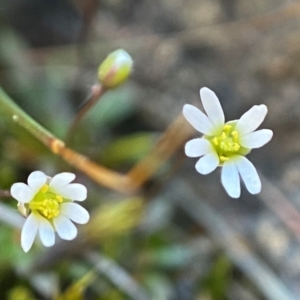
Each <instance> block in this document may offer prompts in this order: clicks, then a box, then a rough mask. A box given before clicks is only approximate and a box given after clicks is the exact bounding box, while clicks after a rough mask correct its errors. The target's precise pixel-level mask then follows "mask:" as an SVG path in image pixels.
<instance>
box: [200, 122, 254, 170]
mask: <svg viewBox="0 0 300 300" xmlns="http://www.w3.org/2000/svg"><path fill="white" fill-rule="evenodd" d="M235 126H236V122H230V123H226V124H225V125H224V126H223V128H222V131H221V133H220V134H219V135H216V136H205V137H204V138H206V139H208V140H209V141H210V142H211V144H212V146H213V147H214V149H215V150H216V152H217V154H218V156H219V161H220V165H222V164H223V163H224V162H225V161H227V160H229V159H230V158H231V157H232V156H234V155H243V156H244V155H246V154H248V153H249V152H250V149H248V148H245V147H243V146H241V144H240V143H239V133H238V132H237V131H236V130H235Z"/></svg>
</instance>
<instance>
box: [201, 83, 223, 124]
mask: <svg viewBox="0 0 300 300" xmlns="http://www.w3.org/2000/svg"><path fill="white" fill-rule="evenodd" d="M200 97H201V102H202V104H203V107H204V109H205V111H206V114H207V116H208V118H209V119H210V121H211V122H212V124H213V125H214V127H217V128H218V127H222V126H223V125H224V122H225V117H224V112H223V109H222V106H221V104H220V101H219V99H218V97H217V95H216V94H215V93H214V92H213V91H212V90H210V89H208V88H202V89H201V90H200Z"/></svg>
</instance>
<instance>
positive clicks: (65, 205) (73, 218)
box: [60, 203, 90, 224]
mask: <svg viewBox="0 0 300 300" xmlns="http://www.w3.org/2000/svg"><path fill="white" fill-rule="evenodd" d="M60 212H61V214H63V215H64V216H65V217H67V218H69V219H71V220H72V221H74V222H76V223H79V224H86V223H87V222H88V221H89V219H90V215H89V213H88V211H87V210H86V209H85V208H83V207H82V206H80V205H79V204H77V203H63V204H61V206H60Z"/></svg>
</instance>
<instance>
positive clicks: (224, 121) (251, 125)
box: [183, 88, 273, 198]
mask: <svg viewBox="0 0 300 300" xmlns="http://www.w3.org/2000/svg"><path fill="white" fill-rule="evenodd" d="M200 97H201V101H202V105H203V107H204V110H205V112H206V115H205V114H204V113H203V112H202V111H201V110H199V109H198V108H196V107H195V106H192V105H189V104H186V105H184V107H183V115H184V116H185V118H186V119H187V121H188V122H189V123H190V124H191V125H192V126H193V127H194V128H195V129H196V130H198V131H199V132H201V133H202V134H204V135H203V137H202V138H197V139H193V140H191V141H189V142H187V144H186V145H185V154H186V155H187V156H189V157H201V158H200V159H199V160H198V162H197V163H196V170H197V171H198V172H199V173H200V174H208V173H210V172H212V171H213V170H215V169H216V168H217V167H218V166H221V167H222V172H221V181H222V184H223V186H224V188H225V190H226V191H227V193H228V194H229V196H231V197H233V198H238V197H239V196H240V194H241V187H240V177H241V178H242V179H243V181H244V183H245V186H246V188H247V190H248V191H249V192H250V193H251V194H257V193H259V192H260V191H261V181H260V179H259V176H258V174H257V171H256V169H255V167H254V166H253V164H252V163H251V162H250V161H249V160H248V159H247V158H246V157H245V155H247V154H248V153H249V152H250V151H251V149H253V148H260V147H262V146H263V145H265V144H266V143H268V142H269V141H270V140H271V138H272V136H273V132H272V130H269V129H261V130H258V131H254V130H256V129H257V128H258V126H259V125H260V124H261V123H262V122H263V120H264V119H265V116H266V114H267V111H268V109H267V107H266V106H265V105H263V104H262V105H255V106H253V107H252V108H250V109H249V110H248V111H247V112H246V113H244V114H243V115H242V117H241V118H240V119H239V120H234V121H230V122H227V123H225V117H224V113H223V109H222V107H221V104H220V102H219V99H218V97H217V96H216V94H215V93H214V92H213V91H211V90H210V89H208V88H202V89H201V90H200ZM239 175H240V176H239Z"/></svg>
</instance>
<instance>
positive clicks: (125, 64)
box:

▸ **Assigned task**: Give back the full data exactly as it reads, but drop the pictures.

▸ **Result of the task**:
Each <instance> block in this document may offer prompts in this order: clicks, then a box, then a rough mask. A box given before clicks is only approximate and a box given after clicks is the exact bounding box, while clicks after a rough mask correct its errors. The target's precise pixel-level mask then follows "mask:" as an SVG path in image pixels.
<instance>
box: [200, 122, 254, 170]
mask: <svg viewBox="0 0 300 300" xmlns="http://www.w3.org/2000/svg"><path fill="white" fill-rule="evenodd" d="M235 126H236V122H230V123H226V124H225V125H224V126H223V128H222V131H221V133H220V134H219V135H216V136H205V137H204V138H206V139H208V140H209V141H210V142H211V144H212V146H213V147H214V149H215V150H216V152H217V154H218V156H219V161H220V165H222V164H223V163H224V162H225V161H227V160H229V159H230V158H231V157H232V156H234V155H243V156H244V155H246V154H248V153H249V152H250V149H248V148H245V147H243V146H241V144H240V143H239V133H238V132H237V131H236V130H235Z"/></svg>
</instance>
<instance>
box: [201, 83, 223, 124]
mask: <svg viewBox="0 0 300 300" xmlns="http://www.w3.org/2000/svg"><path fill="white" fill-rule="evenodd" d="M200 97H201V102H202V104H203V107H204V109H205V111H206V114H207V116H208V118H209V119H210V121H211V122H212V124H213V125H214V127H217V128H218V127H222V126H223V125H224V122H225V117H224V112H223V109H222V106H221V104H220V101H219V99H218V97H217V95H216V94H215V93H214V92H213V91H212V90H210V89H208V88H202V89H201V90H200Z"/></svg>
</instance>
<instance>
positive clicks: (65, 205) (73, 218)
box: [60, 203, 90, 224]
mask: <svg viewBox="0 0 300 300" xmlns="http://www.w3.org/2000/svg"><path fill="white" fill-rule="evenodd" d="M60 212H61V214H63V215H64V216H65V217H67V218H69V219H71V220H72V221H74V222H76V223H79V224H86V223H87V222H88V221H89V219H90V215H89V213H88V211H87V210H86V209H85V208H83V207H82V206H80V205H79V204H77V203H63V204H61V206H60Z"/></svg>
</instance>
<instance>
positive clicks: (224, 121) (251, 125)
box: [183, 88, 273, 198]
mask: <svg viewBox="0 0 300 300" xmlns="http://www.w3.org/2000/svg"><path fill="white" fill-rule="evenodd" d="M200 97H201V101H202V105H203V107H204V110H205V112H206V115H205V114H204V113H203V112H202V111H201V110H199V109H198V108H196V107H195V106H192V105H189V104H186V105H184V107H183V115H184V116H185V118H186V119H187V121H188V122H189V123H190V124H191V125H192V126H193V127H194V128H195V129H196V130H198V131H199V132H201V133H202V134H204V135H203V137H202V138H197V139H193V140H191V141H189V142H187V144H186V145H185V154H186V155H187V156H189V157H201V158H200V159H199V160H198V162H197V163H196V170H197V171H198V172H199V173H200V174H208V173H210V172H212V171H213V170H215V169H216V168H217V167H218V166H221V167H222V172H221V181H222V184H223V186H224V188H225V190H226V191H227V193H228V194H229V196H231V197H233V198H238V197H239V196H240V194H241V187H240V177H241V178H242V179H243V181H244V183H245V186H246V188H247V190H248V191H249V192H250V193H251V194H257V193H259V192H260V191H261V181H260V179H259V176H258V174H257V171H256V169H255V167H254V166H253V164H252V163H251V162H250V161H249V160H248V159H247V158H246V157H245V155H247V154H248V153H249V152H250V151H251V149H253V148H260V147H262V146H263V145H265V144H266V143H268V142H269V141H270V140H271V138H272V136H273V132H272V130H269V129H261V130H258V131H254V130H256V129H257V128H258V126H259V125H260V124H261V123H262V122H263V120H264V119H265V116H266V114H267V111H268V109H267V107H266V106H265V105H263V104H262V105H255V106H253V107H252V108H250V109H249V110H248V111H247V112H246V113H244V114H243V115H242V117H241V118H240V119H239V120H234V121H230V122H227V123H225V117H224V113H223V109H222V107H221V104H220V102H219V99H218V97H217V96H216V94H215V93H214V92H213V91H211V90H210V89H208V88H202V89H201V90H200ZM239 175H240V176H239Z"/></svg>
</instance>
<instance>
positive clicks: (125, 64)
box:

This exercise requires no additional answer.